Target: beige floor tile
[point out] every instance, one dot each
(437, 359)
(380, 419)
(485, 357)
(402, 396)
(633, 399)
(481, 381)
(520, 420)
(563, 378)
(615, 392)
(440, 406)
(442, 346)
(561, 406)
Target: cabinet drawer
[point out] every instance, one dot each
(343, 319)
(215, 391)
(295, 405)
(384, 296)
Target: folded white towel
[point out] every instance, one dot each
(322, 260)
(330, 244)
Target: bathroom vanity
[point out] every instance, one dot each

## [WHAT THE TASK REQUIRES]
Exactly as written, set down all of the material.

## [RESULT OF THE TASK]
Target: beige floor tile
[point out] every instance, one dot each
(437, 359)
(380, 419)
(485, 357)
(402, 396)
(633, 399)
(481, 381)
(520, 420)
(563, 378)
(615, 392)
(440, 406)
(442, 346)
(561, 406)
Target: cabinet drawer
[point out] every instance, one dot each
(343, 319)
(215, 391)
(295, 405)
(384, 296)
Target: folded white towel
[point out] every instance, one dot each
(322, 260)
(330, 244)
Target: bathroom vanity
[point out] every instance, one dot each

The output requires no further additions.